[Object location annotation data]
====

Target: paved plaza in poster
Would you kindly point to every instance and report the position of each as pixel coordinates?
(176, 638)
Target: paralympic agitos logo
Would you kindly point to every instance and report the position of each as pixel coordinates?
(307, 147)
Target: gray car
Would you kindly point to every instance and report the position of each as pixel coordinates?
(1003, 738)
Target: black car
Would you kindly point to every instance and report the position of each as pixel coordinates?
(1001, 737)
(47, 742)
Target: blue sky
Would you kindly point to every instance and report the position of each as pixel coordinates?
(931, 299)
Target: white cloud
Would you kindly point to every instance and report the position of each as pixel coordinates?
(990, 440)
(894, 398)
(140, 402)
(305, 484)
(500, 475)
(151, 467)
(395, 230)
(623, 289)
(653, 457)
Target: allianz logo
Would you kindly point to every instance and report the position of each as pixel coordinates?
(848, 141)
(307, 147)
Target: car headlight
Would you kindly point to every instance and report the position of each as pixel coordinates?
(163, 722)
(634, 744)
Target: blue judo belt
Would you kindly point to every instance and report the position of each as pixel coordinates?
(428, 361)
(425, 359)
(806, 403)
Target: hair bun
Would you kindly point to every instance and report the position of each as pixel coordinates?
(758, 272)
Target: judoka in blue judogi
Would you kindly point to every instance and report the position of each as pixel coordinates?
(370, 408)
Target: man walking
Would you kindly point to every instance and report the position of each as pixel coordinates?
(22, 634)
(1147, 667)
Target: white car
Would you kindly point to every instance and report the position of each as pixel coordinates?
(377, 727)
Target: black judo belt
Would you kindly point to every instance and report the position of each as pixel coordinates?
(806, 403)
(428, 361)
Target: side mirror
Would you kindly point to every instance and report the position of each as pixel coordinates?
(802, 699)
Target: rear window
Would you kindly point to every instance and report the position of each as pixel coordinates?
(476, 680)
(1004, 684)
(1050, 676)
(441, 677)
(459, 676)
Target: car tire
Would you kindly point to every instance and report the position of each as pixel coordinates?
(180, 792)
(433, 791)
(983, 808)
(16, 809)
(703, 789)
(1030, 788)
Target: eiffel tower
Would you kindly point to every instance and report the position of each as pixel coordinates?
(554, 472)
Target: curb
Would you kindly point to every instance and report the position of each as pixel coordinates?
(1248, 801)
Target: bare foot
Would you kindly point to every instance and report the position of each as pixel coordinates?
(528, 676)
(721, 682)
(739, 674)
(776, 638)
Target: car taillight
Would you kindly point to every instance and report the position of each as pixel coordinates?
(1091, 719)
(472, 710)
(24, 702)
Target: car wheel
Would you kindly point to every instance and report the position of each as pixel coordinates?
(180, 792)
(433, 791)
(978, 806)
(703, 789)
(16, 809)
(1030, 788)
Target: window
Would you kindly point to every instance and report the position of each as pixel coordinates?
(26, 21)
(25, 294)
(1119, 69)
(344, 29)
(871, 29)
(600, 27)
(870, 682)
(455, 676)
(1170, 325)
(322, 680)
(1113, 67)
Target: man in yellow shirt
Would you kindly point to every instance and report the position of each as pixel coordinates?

====

• _GIVEN REQUEST_: Please switch "gray car" to "silver car" in the rows from the start up to and including the line with "(1003, 738)". Write those lines out again with nothing else changed.

• _TASK ANSWER_:
Target: paved plaza in poster
Would you kindly point to every instance and report the position of each as pixel coordinates?
(176, 638)
Target: paralympic agitos logo
Would you kindly point to every instance and report the position of each as pixel coordinates?
(307, 147)
Target: silver car
Would you kindly point to every instance and report the position of each as pixel coordinates?
(1003, 738)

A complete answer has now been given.